_Required work:_ Duplicate the customs protest review letter below in full, word for word.

RR:IT:VA 546120 RSD
Port Director
U.S. Customs Service
200 St. Paul Place
Baltimore, Maryland 21202
RE: Application for further review of Protest No. 1303-94-100202; deductive value;
19 U.S.C. 1401a(d); 19 U.S.C. 1401a(f)
Dear Sir:
This is in response to a memorandum from the district
director of the former Baltimore District regarding Protest No.
1303-94-100202 filed by Customs broker John S. Connor on behalf
of Decometal against your decision concerning the appraisement of
a metallic product called ferro-vanadium. We have received an
additional submission from the broker that you transmitted to us
by fax on January 25, 1996.
FACTS:
The protest file does not provide much information regarding
the protested entry. It does indicate, however, that the
importer is an Austrian based company, Decometal. Decometal
imported a shipment of a metallic product known as ferro-vadium.
The date of entry was June 28, 1993. The importation was shipped
on consignment and stored in the importer's name at a warehouse.
The invoice filed with the entry was provisional and did not
reflect the price at which the goods were actually sold to
unrelated purchasers in the United States.

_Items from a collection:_
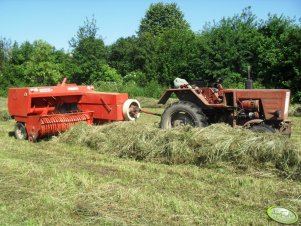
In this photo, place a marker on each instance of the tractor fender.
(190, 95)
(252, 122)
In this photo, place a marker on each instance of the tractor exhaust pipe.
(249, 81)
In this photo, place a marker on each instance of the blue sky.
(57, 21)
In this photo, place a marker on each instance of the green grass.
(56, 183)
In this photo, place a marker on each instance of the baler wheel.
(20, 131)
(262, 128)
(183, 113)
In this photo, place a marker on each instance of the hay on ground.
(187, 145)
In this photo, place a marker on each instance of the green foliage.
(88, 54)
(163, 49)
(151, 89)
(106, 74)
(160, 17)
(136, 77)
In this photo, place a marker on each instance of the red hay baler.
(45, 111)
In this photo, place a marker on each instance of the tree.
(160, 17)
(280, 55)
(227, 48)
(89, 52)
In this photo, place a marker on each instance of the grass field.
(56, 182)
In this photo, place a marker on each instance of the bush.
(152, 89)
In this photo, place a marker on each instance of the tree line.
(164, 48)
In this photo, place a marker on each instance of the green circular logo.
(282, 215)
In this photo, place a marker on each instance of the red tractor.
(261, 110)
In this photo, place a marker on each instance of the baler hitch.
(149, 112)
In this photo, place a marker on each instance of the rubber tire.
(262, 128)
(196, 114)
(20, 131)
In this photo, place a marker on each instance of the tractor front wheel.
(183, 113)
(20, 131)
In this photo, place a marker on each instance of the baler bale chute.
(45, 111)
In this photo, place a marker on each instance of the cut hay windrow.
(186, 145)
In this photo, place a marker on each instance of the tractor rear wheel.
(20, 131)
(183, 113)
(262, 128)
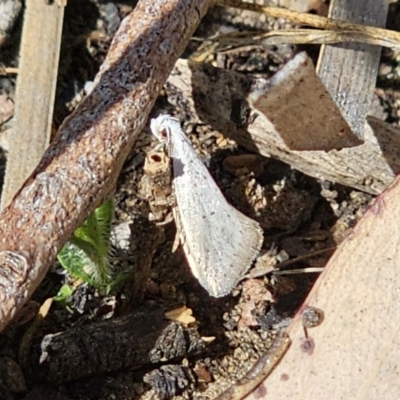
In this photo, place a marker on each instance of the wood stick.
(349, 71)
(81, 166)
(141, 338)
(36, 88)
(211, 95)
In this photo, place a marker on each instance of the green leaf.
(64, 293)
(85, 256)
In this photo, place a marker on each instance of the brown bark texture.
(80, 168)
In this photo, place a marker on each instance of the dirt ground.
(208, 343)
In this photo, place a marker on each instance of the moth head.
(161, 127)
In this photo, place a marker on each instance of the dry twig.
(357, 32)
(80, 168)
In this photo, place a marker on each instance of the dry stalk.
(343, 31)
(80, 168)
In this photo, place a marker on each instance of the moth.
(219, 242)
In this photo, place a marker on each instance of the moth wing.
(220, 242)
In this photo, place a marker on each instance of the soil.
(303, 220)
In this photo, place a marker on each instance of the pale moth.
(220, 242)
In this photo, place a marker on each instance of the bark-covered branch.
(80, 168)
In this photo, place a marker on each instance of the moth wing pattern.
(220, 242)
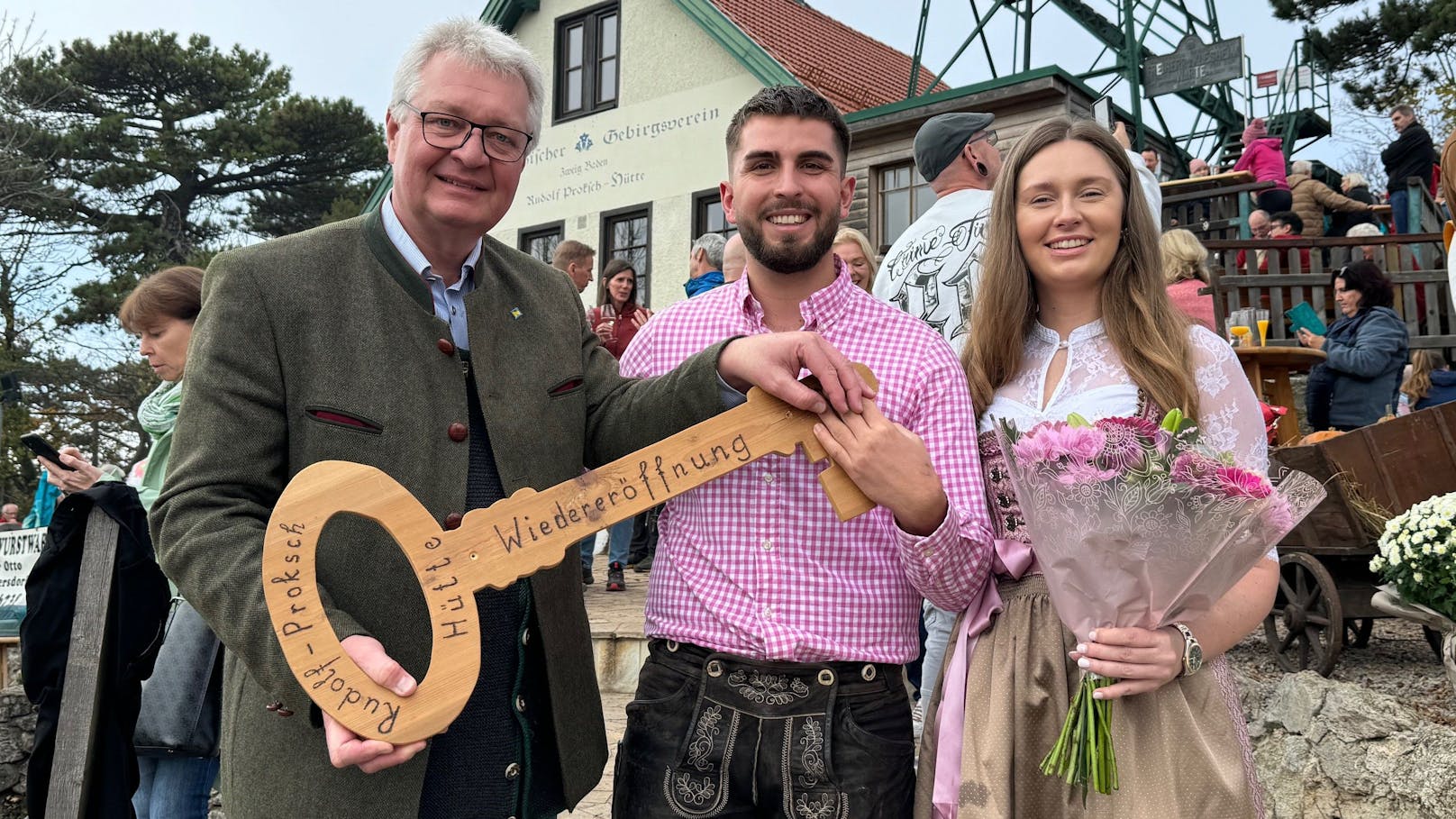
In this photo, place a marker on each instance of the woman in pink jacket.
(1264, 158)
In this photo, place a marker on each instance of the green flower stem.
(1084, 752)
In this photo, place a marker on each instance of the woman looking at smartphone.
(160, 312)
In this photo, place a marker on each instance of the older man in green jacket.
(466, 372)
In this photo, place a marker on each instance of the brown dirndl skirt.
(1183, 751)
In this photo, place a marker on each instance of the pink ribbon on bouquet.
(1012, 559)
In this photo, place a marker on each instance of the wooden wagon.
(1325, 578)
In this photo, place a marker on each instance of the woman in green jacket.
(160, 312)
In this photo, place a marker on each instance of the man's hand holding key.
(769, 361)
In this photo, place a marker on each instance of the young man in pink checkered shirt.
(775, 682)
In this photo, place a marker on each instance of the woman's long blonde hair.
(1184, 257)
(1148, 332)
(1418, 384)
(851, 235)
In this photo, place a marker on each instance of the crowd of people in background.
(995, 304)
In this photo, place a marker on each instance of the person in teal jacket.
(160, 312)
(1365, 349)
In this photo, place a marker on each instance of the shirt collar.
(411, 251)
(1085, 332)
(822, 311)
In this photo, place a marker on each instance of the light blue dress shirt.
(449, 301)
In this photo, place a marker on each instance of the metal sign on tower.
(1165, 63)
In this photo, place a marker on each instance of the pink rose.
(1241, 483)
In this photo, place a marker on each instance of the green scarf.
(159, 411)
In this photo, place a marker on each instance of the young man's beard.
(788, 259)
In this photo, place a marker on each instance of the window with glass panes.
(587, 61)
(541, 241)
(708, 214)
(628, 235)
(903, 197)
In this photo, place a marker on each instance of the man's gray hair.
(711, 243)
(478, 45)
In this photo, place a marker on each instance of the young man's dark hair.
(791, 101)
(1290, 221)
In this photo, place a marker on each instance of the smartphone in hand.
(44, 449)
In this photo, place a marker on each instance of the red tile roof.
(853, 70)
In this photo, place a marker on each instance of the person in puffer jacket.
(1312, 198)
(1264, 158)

_The solution:_
RR:IT:VA 546120 RSD
Port Director
U.S. Customs Service
200 St. Paul Place
Baltimore, Maryland 21202
RE: Application for further review of Protest No. 1303-94-100202; deductive value;
19 U.S.C. 1401a(d); 19 U.S.C. 1401a(f)
Dear Sir:
This is in response to a memorandum from the district
director of the former Baltimore District regarding Protest No.
1303-94-100202 filed by Customs broker John S. Connor on behalf
of Decometal against your decision concerning the appraisement of
a metallic product called ferro-vanadium. We have received an
additional submission from the broker that you transmitted to us
by fax on January 25, 1996.
FACTS:
The protest file does not provide much information regarding
the protested entry. It does indicate, however, that the
importer is an Austrian based company, Decometal. Decometal
imported a shipment of a metallic product known as ferro-vadium.
The date of entry was June 28, 1993. The importation was shipped
on consignment and stored in the importer's name at a warehouse.
The invoice filed with the entry was provisional and did not
reflect the price at which the goods were actually sold to
unrelated purchasers in the United States.